**Alıştırmanın amacı:** Aşağıdaki listedeki satırların tamamını hiçbir değişiklik yapmadan çıkar.

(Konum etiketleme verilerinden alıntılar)
● ● ●

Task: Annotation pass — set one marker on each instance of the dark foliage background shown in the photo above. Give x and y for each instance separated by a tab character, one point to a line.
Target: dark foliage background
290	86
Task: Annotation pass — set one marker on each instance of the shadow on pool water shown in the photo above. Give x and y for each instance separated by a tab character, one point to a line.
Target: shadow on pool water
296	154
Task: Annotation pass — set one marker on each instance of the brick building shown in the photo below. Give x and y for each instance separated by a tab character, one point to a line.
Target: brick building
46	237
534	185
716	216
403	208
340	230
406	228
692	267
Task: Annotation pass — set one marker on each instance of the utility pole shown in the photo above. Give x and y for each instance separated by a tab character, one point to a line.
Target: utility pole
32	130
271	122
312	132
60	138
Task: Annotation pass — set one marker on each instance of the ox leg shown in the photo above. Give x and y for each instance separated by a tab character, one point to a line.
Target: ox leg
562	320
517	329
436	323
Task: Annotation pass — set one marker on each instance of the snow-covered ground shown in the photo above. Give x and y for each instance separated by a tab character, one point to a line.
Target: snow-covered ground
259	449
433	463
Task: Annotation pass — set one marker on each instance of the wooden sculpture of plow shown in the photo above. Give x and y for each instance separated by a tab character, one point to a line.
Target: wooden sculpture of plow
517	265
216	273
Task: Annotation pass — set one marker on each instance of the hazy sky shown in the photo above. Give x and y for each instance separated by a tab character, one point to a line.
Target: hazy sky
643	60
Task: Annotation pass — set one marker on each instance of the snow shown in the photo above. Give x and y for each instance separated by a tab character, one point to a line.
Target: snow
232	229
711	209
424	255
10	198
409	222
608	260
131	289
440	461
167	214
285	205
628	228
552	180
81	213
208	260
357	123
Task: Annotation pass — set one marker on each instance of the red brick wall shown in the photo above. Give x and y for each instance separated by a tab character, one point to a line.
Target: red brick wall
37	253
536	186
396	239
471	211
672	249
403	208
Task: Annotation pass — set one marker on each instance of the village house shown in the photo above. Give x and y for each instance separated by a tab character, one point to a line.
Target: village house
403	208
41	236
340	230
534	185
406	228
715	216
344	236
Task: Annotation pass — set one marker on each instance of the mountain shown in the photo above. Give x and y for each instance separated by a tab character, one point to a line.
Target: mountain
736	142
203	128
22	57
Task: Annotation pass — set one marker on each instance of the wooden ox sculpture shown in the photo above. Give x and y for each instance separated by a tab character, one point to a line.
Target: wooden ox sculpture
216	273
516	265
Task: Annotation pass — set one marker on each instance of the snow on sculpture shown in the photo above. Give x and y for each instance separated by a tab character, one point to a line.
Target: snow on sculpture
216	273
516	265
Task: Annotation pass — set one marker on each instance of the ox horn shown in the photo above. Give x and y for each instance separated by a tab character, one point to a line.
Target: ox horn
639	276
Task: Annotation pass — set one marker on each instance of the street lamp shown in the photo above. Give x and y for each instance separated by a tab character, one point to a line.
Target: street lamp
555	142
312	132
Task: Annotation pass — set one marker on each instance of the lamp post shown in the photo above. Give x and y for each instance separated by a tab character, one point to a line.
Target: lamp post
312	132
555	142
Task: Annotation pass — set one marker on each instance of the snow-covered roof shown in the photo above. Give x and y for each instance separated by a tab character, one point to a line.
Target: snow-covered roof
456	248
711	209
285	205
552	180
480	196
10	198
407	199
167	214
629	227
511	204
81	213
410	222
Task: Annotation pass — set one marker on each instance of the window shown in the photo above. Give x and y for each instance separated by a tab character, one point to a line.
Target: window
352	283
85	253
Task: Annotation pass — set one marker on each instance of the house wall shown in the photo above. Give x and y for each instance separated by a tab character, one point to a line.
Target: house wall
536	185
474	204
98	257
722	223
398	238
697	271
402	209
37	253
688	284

● ● ●

**Alıştırma çözümü:**
Task: Annotation pass — set one marker on each instance of the dark foliage background shown in the photo above. Give x and y for each instance separated by a tab character, one point to a line.
Target: dark foliage background
290	86
Task: Annotation pass — set one marker on each instance of the shadow on pool water shown in the photo above. Give x and y for each instance separated by a tab character, one point to a line.
Target: shadow on pool water
296	154
Task: Annotation pass — set one marker on each instance of the brick building shown in the photo below. Give x and y for each instance separated by a tab character, one point to a line.
Target: brick building
46	237
534	185
716	216
403	208
340	230
406	228
692	267
Task: Annotation pass — set one marker on each instance of the utility pole shown in the photo above. Give x and y for each instance separated by a tab character, one point to a line.
Target: utility pole
32	130
271	122
312	132
60	138
Task: Annotation pass — set one marker on each instance of the ox leg shown in the photo above. Give x and y for each instance separated by a tab character, one point to a line.
Target: ox leg
562	320
517	329
436	323
Task: Annotation pass — set one marker on each instance of the snow-covered ground shown in the photo above. Give x and y for each instance separated by a tab character, one point to a line.
Target: snow-covered ground
259	449
433	463
Task: Annotation pass — set one marker on each instance of the wooden sculpture of plow shown in the photo above. Give x and y for each instance separated by a tab character, one point to a line.
Target: wooden sculpture of plow
517	265
216	273
Task: Annotation pass — set one marker on each instance of the hazy sky shown in the photo above. Give x and y for each instance separated by a tab character, one point to a line.
Target: hazy sky
643	60
Task: Annotation pass — set one marker on each instance of the snow shown in the photo above. Give x and y for each instance separated by a tab character, one point to a line.
Target: snow
232	229
711	209
424	255
10	198
409	222
608	260
131	289
440	461
167	214
285	205
628	228
552	180
81	213
208	260
357	123
Task: Annotation pass — set one marker on each instance of the red brick wall shown in the photo above. Give x and y for each instance separated by a tab character, one point to a line.
Target: red brick wall
37	253
536	186
396	239
471	211
672	249
403	208
Task: Annotation pass — set one marker on each instance of the village house shown in the photo above. Give x and y for each instance separated by a tab character, one point to a line.
Target: village house
403	208
41	236
340	230
534	185
406	228
715	216
344	236
Task: Annotation pass — set one marker on each instance of the mountain shown in the photo above. Give x and y for each instance separated by a tab character, one point to a line.
Target: mountain
736	142
203	128
22	57
Task: Annotation pass — set one marker on each instance of the wooden ox sculpture shown in the photo above. Give x and y for each instance separated by a tab character, one point to a line.
Target: wooden ox sculpture
216	273
516	265
Task: Annotation pass — set one marker on each instance of the snow on sculpture shown in the photo above. Give x and y for each instance separated by a tab character, one point to a line.
Target: snow on sculpture
216	273
516	265
Task: Annotation pass — set one marker on each instance of the ox horn shown in the photo above. Give x and y for each instance separated by a tab character, one point to a line.
Target: ox horn
639	276
Task: Annotation pass — set one marker on each instance of the street lamp shown in the photo above. Give x and y for each instance separated by a tab character, one point to a line.
Target: street lamp
555	142
312	132
Task: Annotation pass — set one marker on each instance of the lamp post shown in the photo above. Give x and y for each instance separated by a tab character, one point to a line.
Target: lamp post
312	132
555	142
Task: Annotation pass — set one marker on each instance of the snow-covered roof shown in the photo above. Give x and y for each instance separated by a tab character, one point to a line.
Target: snow-covered roof
456	248
711	209
285	205
552	180
480	196
10	198
407	199
167	214
629	227
511	204
81	213
410	222
Task: Annotation pass — set one marker on each instance of the window shown in the photo above. Give x and y for each instance separated by a tab character, one point to a line.
Target: window
352	283
85	253
Task: Annotation pass — set one marker on each instance of the house wall shown in the photo above. Give x and y for each instance separated by a tab character, one point to a line.
Target: house wall
536	185
474	204
98	257
722	223
398	238
697	271
402	209
37	253
688	284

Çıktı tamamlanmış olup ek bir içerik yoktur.